**STATED PROBLEM**
Reproduce the records verbatim from their first line through the line that contains "[[256,2],[198,0],[143,28],[170,42],[256,42]]", with both of those lines included.

**INPUT**

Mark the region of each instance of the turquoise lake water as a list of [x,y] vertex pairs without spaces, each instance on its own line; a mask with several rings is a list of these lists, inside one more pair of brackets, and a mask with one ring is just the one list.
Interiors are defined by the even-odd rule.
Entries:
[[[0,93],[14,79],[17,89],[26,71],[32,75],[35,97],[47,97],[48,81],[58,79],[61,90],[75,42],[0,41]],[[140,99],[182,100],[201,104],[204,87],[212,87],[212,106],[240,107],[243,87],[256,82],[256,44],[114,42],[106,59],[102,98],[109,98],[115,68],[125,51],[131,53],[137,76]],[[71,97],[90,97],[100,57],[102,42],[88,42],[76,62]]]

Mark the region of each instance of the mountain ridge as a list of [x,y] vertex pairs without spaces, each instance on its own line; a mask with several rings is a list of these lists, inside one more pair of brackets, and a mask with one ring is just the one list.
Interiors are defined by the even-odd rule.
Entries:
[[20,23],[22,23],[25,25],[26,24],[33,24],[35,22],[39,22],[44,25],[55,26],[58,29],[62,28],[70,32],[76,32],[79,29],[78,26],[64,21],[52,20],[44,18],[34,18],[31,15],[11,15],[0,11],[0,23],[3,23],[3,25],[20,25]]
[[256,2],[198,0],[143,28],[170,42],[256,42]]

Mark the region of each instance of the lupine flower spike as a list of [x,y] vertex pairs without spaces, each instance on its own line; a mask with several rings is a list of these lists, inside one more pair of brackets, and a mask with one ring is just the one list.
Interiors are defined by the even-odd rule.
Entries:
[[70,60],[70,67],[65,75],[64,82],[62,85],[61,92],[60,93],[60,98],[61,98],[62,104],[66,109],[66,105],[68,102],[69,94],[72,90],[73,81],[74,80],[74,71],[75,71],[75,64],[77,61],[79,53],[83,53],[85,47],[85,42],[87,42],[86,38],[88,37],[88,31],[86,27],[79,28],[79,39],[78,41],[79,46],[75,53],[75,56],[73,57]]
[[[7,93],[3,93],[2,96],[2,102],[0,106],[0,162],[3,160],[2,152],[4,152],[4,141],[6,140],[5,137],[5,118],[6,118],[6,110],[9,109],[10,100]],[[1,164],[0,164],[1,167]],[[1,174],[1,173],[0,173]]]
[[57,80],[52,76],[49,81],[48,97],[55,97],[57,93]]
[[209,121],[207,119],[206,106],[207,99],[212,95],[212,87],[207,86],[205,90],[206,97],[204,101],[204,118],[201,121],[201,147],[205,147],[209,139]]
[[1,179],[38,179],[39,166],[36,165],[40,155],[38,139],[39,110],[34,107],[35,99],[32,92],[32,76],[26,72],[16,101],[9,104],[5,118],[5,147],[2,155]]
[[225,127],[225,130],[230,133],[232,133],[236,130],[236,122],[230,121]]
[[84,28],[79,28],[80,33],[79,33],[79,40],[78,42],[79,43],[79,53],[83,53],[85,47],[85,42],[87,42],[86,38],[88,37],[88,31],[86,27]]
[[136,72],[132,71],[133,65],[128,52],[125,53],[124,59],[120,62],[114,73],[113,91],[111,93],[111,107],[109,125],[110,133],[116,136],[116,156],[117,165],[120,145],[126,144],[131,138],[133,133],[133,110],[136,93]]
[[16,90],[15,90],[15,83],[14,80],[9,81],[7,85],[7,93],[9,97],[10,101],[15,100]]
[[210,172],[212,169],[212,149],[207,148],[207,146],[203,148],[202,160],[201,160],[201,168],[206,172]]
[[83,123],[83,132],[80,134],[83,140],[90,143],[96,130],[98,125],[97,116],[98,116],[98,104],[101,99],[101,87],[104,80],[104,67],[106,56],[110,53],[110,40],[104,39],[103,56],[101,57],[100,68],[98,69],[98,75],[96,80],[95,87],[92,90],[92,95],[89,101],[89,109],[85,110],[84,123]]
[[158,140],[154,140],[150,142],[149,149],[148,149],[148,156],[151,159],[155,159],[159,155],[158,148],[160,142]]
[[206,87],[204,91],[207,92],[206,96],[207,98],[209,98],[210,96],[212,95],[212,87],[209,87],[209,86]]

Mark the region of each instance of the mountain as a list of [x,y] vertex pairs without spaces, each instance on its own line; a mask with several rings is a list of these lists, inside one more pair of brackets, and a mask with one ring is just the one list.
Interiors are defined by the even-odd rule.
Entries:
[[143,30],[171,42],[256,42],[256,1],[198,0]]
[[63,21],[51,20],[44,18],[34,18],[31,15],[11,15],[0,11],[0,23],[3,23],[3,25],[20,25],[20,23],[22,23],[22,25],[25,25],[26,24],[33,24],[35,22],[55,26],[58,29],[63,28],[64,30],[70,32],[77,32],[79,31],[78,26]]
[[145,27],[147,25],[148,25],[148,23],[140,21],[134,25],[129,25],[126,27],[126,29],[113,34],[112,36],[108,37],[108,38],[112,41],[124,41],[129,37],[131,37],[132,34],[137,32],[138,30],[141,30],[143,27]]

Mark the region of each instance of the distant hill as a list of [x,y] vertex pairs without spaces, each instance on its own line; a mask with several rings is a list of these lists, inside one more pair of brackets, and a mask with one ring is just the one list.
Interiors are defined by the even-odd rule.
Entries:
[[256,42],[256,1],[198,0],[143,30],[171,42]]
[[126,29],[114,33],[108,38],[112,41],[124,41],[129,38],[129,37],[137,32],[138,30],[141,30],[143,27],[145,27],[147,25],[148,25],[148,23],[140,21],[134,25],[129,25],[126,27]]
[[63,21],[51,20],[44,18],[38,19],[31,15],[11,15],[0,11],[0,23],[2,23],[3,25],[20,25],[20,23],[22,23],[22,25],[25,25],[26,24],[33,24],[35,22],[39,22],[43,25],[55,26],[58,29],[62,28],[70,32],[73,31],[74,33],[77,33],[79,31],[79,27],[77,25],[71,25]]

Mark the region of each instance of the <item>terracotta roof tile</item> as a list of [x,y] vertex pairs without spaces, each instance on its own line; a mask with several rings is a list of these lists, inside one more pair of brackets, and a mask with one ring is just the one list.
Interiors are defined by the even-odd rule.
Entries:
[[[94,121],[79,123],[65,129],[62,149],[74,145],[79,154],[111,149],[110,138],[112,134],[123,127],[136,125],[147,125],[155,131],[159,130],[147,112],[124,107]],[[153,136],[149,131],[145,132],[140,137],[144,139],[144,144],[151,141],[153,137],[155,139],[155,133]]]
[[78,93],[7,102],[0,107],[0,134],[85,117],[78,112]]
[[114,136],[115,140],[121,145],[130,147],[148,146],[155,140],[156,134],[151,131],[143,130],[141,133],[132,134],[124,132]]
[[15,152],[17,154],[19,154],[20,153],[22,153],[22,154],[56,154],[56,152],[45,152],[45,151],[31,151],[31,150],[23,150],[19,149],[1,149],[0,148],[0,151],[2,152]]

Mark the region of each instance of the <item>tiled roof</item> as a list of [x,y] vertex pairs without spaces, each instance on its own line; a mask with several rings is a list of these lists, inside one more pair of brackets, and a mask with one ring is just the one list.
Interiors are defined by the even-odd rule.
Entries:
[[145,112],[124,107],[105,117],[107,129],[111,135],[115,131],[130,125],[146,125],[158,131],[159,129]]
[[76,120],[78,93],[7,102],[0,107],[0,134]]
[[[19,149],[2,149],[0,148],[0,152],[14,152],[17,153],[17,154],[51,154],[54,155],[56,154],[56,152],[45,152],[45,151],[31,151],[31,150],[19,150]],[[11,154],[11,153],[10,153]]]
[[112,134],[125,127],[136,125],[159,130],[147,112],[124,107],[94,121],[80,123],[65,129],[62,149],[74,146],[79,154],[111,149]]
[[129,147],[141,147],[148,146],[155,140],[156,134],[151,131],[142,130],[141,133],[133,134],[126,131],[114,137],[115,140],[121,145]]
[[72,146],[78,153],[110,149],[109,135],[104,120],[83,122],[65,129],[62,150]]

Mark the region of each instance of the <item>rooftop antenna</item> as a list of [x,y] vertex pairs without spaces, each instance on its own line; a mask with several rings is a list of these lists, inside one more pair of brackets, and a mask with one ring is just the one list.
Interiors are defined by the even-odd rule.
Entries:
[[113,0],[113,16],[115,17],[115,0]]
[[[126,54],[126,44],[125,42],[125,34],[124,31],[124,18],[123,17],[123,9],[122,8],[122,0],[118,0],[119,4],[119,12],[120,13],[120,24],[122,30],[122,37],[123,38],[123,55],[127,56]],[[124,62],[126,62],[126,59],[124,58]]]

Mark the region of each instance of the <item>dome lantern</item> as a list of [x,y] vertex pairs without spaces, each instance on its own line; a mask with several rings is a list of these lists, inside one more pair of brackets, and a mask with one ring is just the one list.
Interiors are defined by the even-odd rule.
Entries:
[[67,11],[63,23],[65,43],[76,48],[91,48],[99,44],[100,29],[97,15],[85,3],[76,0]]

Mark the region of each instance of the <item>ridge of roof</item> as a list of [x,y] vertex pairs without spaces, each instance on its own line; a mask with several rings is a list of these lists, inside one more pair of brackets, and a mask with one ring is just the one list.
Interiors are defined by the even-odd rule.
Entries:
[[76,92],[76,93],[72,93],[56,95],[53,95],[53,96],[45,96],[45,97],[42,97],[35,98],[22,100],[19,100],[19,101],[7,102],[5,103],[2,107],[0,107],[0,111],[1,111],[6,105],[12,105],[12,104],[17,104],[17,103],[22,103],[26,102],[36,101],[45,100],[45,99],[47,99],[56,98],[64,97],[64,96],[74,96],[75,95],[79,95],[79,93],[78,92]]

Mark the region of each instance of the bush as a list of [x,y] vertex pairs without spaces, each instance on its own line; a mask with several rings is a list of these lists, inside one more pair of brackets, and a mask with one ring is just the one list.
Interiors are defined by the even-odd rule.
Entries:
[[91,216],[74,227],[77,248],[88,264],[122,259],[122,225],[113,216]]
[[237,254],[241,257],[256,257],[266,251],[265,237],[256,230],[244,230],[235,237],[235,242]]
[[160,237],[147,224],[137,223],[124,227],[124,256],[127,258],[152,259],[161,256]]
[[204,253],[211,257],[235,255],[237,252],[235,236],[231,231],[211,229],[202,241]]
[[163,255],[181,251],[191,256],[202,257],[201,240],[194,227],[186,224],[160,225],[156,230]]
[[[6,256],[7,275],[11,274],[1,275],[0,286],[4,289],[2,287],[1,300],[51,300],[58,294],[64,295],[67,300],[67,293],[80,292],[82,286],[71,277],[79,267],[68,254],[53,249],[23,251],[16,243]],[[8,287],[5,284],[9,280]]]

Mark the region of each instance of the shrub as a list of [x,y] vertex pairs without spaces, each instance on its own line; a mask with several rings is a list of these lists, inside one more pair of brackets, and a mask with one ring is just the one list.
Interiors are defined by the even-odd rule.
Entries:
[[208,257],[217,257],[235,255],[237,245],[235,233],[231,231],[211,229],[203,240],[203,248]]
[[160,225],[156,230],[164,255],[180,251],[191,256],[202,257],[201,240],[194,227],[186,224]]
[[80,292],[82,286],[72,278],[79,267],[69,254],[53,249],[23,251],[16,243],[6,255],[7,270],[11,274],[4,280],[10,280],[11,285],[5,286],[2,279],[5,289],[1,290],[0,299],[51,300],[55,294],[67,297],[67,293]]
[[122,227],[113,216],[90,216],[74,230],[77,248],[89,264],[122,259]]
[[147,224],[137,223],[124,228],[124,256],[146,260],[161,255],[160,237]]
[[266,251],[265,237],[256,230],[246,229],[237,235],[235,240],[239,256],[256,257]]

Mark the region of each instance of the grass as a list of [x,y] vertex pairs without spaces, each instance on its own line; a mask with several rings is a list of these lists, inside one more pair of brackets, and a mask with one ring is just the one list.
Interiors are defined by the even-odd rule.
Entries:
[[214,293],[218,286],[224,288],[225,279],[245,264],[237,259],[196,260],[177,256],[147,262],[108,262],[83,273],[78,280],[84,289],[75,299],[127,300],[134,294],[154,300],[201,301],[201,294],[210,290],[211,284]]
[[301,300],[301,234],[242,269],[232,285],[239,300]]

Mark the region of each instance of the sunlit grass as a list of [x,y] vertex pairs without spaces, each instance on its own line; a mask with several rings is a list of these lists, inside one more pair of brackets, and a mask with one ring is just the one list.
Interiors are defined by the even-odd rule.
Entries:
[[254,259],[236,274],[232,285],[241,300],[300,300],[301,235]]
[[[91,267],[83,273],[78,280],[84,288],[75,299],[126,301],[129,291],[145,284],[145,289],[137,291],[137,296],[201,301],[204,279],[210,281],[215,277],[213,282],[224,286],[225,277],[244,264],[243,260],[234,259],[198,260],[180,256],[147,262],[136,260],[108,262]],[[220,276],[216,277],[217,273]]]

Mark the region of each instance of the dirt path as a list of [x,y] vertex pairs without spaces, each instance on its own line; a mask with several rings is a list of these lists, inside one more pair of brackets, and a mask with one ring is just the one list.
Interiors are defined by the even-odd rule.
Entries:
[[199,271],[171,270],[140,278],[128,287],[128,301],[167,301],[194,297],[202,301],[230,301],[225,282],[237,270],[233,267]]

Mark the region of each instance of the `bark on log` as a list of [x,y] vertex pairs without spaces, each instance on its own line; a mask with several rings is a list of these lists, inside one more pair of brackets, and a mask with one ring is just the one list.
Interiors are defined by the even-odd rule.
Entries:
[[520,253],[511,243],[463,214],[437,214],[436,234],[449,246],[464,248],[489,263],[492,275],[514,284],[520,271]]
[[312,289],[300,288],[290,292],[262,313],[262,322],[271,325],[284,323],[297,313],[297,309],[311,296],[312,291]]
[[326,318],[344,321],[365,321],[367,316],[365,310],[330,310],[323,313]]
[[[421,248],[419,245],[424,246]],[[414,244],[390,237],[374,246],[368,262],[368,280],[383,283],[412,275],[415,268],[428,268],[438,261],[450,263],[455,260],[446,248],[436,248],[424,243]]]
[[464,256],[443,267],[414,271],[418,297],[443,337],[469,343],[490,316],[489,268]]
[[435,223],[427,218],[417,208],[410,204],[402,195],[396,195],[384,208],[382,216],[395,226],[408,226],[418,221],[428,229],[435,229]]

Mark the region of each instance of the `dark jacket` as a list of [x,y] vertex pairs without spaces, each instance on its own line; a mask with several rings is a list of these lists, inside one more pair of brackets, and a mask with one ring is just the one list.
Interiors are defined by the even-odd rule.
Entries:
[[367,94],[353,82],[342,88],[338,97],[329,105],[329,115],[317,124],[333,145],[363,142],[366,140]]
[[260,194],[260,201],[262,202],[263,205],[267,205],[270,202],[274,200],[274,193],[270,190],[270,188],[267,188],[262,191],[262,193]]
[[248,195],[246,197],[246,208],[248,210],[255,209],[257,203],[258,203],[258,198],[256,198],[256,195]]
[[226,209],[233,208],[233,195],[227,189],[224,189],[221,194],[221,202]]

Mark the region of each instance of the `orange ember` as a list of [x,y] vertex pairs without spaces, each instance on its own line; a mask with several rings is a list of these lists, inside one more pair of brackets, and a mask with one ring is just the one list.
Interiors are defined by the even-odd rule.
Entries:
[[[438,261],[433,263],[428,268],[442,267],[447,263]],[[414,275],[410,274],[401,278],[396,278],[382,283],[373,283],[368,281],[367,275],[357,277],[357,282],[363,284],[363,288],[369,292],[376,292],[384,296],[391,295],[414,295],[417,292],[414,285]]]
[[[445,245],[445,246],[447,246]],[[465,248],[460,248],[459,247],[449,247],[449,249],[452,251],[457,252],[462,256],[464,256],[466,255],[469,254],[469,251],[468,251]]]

**THE RESULT**
Mark the region of each instance of the turquoise lake water as a list of [x,y] vertex pairs without spaces, each instance on its own line; a mask with several rings is a list of these lists, inside one more pair of brackets, and a mask with one ring is just the one list.
Interiors are defined by the even-odd rule.
Entries:
[[[0,93],[14,79],[17,89],[26,71],[32,75],[35,97],[47,97],[48,81],[58,79],[61,90],[75,42],[0,41]],[[140,99],[182,100],[201,104],[204,87],[212,87],[212,106],[240,107],[243,87],[256,82],[256,44],[114,42],[106,59],[102,98],[109,98],[115,68],[125,51],[131,53],[137,76]],[[71,97],[90,97],[100,57],[102,42],[88,42],[76,62]]]

Mark the region of each instance of the mountain ridge as a list of [x,y] vertex pairs without spaces, each instance on its own line; a mask with several rings is a list of these lists, inside one more pair of brackets, and a mask with one ring is just the one list.
Interiors are defined by the even-odd rule.
Entries:
[[20,23],[22,23],[25,25],[26,24],[33,24],[35,22],[39,22],[44,25],[55,26],[58,29],[62,28],[70,32],[76,32],[79,29],[78,26],[64,21],[52,20],[44,18],[34,18],[31,15],[11,15],[0,11],[0,23],[3,23],[3,25],[20,25]]
[[256,2],[198,0],[143,28],[170,42],[256,42]]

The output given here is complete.